Novas fronteiras para comunicadores
Foto: Acervo pessoal

"Se pudiéramos vernos al modo que nos ven los outros o al modo que nos verían se  lo supieran todo, seria inevitable una reforma general."
Adam Smith, Teoría de los sentimentos morales

 

Diante das denúncias da Operação Carne Fraca, da Polícia Federal, como fica a imagem da Friboi? Em grego, a palavra imagem, Eidolôn, significa irrealidade. Mas seria esse o sentido da intermitente campanha protagonizada pelo ator Tony Ramos? Contemporaneamente, a imagem tem vários significados: em termos literários, significa metáforas; em termos do cinema, significa movimento; na psicanálise pode ser um vasto campo do inconsciente e do consciente, segundo Freud, e a linguagem estruturada do inconsciente, segundo Lacan. Sartre, num livro antológico, L’ imaginaire, define a imagem como a linguagem da verdade do real, só que num determinado momento, numa situação determinada. Na comunicação contemporânea, a imagem se afirma ou se dissolve no dia a dia da interatividade.  

 

Esse é o risco. O choque dos mundos reais. E como a imagem se constrói, a ruptura se dá rapidamente, mesmo com um ligeiro confronto com a realidade. Há uma fusão indissolúvel entre a imagem-identidade-reputação. Como a instantaneidade na Galáxia da Internet dá o tom à realidade, a imagem e percepção se misturam e torna-se extremamente complexo separá-las. Por isso, as empresas e governos recorrem a celebridades para fazer sua propaganda. A voz das celebridades tem a forca , sem exageros, das Sagradas Escrituras. Se uma celebridade come carne e recomenda, todo seguem o mesmo caminho, num incrível efeito manada. Mas quando a separação ocorre, geralmente sobram apenas cacos para recolher. Basta ver o que vem acontecendo com a imagem dos envolvidos na Lav a Jato ou, se recuarmos no tempo, com a imagem, por exemplo, dos generais-presidentes do regime militar.

 

É cedo para dizer que a imagem das  campanhas da Friboi estão se dissolvendo, mas a empresa terá muito trabalho para recuperá-la, o que significa restaurar a credibilidade junto ao público consumidor e aos clientes internacionais. Existe muita tensão e desconfiança no ar e não é com argumentos de retórica que os problemas se resolverão. Quando a imagem positiva se rompe, o julgamente  da opinião pública, vale lembrar, não comporta recursos. Leva tempo. Essa a chave da percepção superficial. Quando cede lugar à percepção em profundidade, vem a reflexão e, com ela,    a desconfiança, a decepção, a revolta. Por isso, não se brinca com a opinião pública.

________

Exercício curto 1:
Indique se cada afirmação abaixo concorda com o texto sobre a imagem da Friboi, respondendo sim ou não e citando literalmente as palavras do texto que decidem a questão: (a) a palavra grega para imagem significa irrealidade; (b) a ruptura da imagem se dá lentamente; (c) Sartre define a imagem como a linguagem estruturada do inconsciente.
Exercício curto 2:
Segundo o texto sobre a imagem da Friboi, que ator protagoniza a campanha da empresa?
Exercício curto 3:
Continue o texto sobre a imagem da Friboi a partir do ponto em que ele termina.
Os itens não são necessários para nenhuma das tarefas.

Linhas de dados:
________

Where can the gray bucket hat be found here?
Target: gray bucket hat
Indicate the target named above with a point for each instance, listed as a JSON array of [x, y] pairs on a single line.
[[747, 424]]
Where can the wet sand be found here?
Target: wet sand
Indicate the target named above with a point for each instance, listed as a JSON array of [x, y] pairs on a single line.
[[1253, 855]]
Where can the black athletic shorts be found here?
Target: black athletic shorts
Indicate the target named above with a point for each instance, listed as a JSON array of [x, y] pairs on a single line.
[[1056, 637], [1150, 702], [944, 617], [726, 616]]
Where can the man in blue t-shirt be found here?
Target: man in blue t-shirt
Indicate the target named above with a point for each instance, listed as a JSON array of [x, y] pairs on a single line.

________

Resultado da tarefa 1:
(a) Sim: "Em grego, a palavra imagem, Eidolôn, significa irrealidade."
(b) Não: "a ruptura se dá rapidamente"
(c) Não: "define a imagem como a linguagem da verdade do real"

Resultado da tarefa 2:
Tony Ramos.

Resultado da tarefa 3:
Durante a revolução Francesa, Maria Antonieta foi acusada de ter comprado um colar magnifico,– que de tão caro teve que ser desmembrado para que fosse vendido – e, por  causa disso, terminou na guilhotina. Nao adiantou dizer que fora vítima de um ardil e era ( ela nunca sequer viu o colar) , mas o clima era adverso e terminou por tragá-la. No caso da Carne Fraca, se tem acusado a PF de ter feito acusações desmedidas. Suas ações não têm sido sempre mediáticas. Por que o silêncio nas operações anteriores?

 

Guardadas as proporções no tempo e na história, criou-se no país um ambiente de intolerância para com a corrupção. Internacionalmente, também. É um clima, como na França de 1789, em que há pouco espaço para defesa, pouca audiênciapara se provar que é inocente. Sobretudo, com argumentos retóricos. Mais do que nunca é preciso de provas irrefutáveis.

 

E não é apenas a Friboi que não escapará ilesa. É o conjunto da agroindústria. Existe uma conspiração norte-americana em marcha para que a carne produzida nos Estados Unidos ocupe espaços?  Esse  é um argumento que se propaga. E as provas? O setor precisa vir a público e se expor, trazendo a luz pontos fortes e fracos. Porque o edifício da agroindústria está ameaçado no seu alicerce mais frágil: a  credibilidade.

 

No Império, o Brasil disputava cabeça a cabeça com os Estados Unidos os capitais da imigração. A Alemanha disseminou na Europa que o país era um país de escravos. Ninguém disse nada. O imperador ficou calado. Talvez, porque o país era assim mesmo, um país de escravos. E o resultado foi que o fluxo migratório foi canalizado para a América do Norte, também um país racista, mas que sabia melhor fazer sua propaganda. Perdemos oportunidade de crescer, prosperar, atrair capitais.

 

Agora a história estaria se repetindo com a disputa do mercado internacional? Se for isso,  é preciso agir. Ficar inerte é consentir. Na verdade, a crise da carne inaugura nova fronteira de trabalho para comunicadores. Eles precisam fazer parte da alta direção das empresas. E assim conhecerem as políticas, as decisões mais secretas, e não serem apenas mensageiros de informações de segunda mão.

 

O tempo dos “bombeiros”, que apenas tentam apagar os incêndios das crises,  acabou. Se inicia o tempo dos estrategistas. Dos que são capazes de ler o tempo antecipadamente. E intervém nas estruturas.  Os verdadeiros guardiões das marcas, das reputações.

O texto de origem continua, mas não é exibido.